Job:
Convert every line of the records below into a Markdown table with the columns Row and Line, numbering each row and omitting blank lines.

** START Data provided **

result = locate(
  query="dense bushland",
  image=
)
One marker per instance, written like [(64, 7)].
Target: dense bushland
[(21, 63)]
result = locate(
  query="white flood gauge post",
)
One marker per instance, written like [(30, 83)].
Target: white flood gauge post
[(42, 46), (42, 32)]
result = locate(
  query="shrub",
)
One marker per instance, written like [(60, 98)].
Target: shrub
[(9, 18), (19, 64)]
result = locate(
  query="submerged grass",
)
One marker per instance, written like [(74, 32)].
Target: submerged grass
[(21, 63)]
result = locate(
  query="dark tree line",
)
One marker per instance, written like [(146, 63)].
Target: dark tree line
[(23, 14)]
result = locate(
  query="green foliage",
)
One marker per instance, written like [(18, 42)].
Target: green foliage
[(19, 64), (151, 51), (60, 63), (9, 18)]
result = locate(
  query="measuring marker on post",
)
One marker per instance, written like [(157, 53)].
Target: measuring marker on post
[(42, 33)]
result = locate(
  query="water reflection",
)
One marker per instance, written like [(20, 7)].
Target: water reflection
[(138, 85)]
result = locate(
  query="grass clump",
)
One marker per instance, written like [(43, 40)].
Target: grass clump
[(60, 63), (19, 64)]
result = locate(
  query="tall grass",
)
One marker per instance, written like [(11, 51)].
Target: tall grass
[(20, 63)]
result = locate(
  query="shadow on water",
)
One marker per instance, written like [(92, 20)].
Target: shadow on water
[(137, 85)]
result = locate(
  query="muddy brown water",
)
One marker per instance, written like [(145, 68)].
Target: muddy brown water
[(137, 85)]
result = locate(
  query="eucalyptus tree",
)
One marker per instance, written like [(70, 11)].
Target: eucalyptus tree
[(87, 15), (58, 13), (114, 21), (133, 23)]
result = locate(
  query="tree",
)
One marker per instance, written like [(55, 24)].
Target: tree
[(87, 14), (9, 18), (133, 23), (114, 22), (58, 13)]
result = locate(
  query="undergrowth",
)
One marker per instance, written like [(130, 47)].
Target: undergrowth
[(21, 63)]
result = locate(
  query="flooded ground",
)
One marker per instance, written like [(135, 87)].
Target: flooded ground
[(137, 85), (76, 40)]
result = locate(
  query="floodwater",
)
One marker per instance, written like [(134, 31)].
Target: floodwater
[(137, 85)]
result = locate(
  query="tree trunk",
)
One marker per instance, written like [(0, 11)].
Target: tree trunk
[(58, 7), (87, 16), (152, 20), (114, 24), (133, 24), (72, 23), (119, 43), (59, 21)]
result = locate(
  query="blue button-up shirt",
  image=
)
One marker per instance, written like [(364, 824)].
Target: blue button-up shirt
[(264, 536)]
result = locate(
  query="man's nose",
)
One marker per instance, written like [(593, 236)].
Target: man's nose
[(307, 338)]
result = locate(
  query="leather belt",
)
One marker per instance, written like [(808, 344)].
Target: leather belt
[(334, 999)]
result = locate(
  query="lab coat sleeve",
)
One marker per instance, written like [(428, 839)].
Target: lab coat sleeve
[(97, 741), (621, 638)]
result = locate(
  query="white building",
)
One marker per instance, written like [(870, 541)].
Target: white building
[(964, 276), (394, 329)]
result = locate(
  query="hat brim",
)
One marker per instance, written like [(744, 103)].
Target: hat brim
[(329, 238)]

** END Data provided **

Result for this task:
| Row | Line |
|---|---|
| 1 | result = locate( |
| 2 |   query="dense bushland", |
| 3 |   image= |
| 4 | ) |
| 5 | One marker per instance, written like [(64, 7)]. |
| 6 | Target: dense bushland |
| 7 | [(21, 63)] |
| 8 | result = locate( |
| 9 |   query="white flood gauge post", |
| 10 | ) |
| 11 | One marker per instance, written like [(30, 83)]. |
| 12 | Target: white flood gauge post |
| 13 | [(42, 46), (42, 32)] |
| 14 | result = locate( |
| 15 |   query="shrub", |
| 16 | ) |
| 17 | One marker per instance, written like [(60, 98)]. |
| 18 | Target: shrub |
| 19 | [(9, 18), (19, 64)] |
| 20 | result = locate( |
| 21 |   query="submerged grass", |
| 22 | ) |
| 23 | One marker per instance, written like [(74, 32)]. |
| 24 | Target: submerged grass |
| 25 | [(21, 63)] |
| 26 | result = locate( |
| 27 |   query="dark tree line", |
| 28 | ) |
| 29 | One marker per instance, written like [(146, 63)]. |
| 30 | Target: dark tree line |
| 31 | [(23, 14)] |
| 32 | result = locate( |
| 33 |   query="green foliage", |
| 34 | ) |
| 35 | One marker per instance, written like [(18, 42)]. |
| 36 | Target: green foliage |
| 37 | [(19, 64), (151, 51), (60, 63), (9, 18)] |
| 38 | result = locate( |
| 39 |   query="measuring marker on post", |
| 40 | ) |
| 41 | One marker per instance, written like [(157, 53)]. |
| 42 | Target: measuring marker on post |
| 43 | [(42, 33)] |
| 44 | result = locate( |
| 45 |   query="water reflection", |
| 46 | ) |
| 47 | One marker per instance, written like [(20, 7)]. |
| 48 | Target: water reflection |
| 49 | [(138, 85)] |
| 50 | result = locate( |
| 51 |   query="grass clump", |
| 52 | ) |
| 53 | One marker per instance, written like [(43, 40)]. |
| 54 | Target: grass clump |
| 55 | [(60, 63), (19, 64)] |
| 56 | result = locate( |
| 57 |   query="tall grass", |
| 58 | ) |
| 59 | One marker per instance, written like [(11, 51)]. |
| 60 | Target: tall grass |
| 61 | [(20, 63)] |
| 62 | result = locate( |
| 63 |   query="shadow on water", |
| 64 | ) |
| 65 | One marker per instance, written like [(92, 20)]. |
| 66 | Target: shadow on water |
| 67 | [(137, 85)] |
| 68 | result = locate( |
| 69 |   query="muddy brown water", |
| 70 | ) |
| 71 | One marker per instance, written like [(145, 68)]. |
| 72 | Target: muddy brown water |
| 73 | [(137, 85)] |
| 74 | result = locate( |
| 75 |   query="eucalyptus tree", |
| 76 | ) |
| 77 | One marker per instance, written like [(70, 11)]. |
| 78 | Target: eucalyptus tree |
| 79 | [(87, 15), (58, 13), (114, 21), (133, 23)] |
| 80 | result = locate( |
| 81 |   query="tree", |
| 82 | ) |
| 83 | One marker per instance, written like [(55, 24)]. |
| 84 | Target: tree |
| 85 | [(87, 14), (9, 18), (133, 23), (114, 22), (58, 13)] |
| 86 | result = locate( |
| 87 |   query="undergrowth", |
| 88 | ) |
| 89 | One marker per instance, written like [(130, 47)]. |
| 90 | Target: undergrowth |
| 91 | [(21, 63)] |
| 92 | result = locate( |
| 93 |   query="flooded ground", |
| 94 | ) |
| 95 | One marker per instance, written like [(135, 87)]. |
| 96 | Target: flooded ground |
| 97 | [(137, 85), (76, 40)] |
| 98 | result = locate( |
| 99 |   query="floodwater", |
| 100 | ) |
| 101 | One marker per instance, written like [(134, 31)]. |
| 102 | Target: floodwater |
| 103 | [(137, 85)] |
| 104 | result = locate( |
| 105 |   query="tree trunk", |
| 106 | ) |
| 107 | One marker per instance, written like [(0, 11)]. |
| 108 | Target: tree trunk |
| 109 | [(58, 7), (87, 16), (152, 20), (114, 24), (133, 24), (72, 23), (119, 43), (59, 21)] |
| 110 | result = locate( |
| 111 |   query="blue button-up shirt", |
| 112 |   image= |
| 113 | ) |
| 114 | One marker per instance, written like [(364, 824)]. |
| 115 | Target: blue button-up shirt |
| 116 | [(264, 536)] |
| 117 | result = locate( |
| 118 |   query="man's nose", |
| 119 | ) |
| 120 | One marker per instance, written like [(593, 236)]. |
| 121 | Target: man's nose |
| 122 | [(307, 338)] |
| 123 | result = locate( |
| 124 |   query="leather belt", |
| 125 | ) |
| 126 | One marker per instance, written like [(808, 344)]. |
| 127 | Target: leather belt |
| 128 | [(334, 999)] |
| 129 | result = locate( |
| 130 |   query="lab coat sleeve", |
| 131 | ) |
| 132 | One marker per instance, written like [(428, 839)]. |
| 133 | Target: lab coat sleeve |
| 134 | [(97, 741), (621, 638)] |
| 135 | result = locate( |
| 136 |   query="white building", |
| 137 | ) |
| 138 | One marker per instance, written like [(870, 541)]. |
| 139 | Target: white building |
| 140 | [(964, 276), (394, 329)] |
| 141 | result = locate( |
| 142 |   query="hat brim", |
| 143 | ) |
| 144 | One marker per instance, written like [(744, 103)]. |
| 145 | Target: hat brim |
| 146 | [(329, 238)] |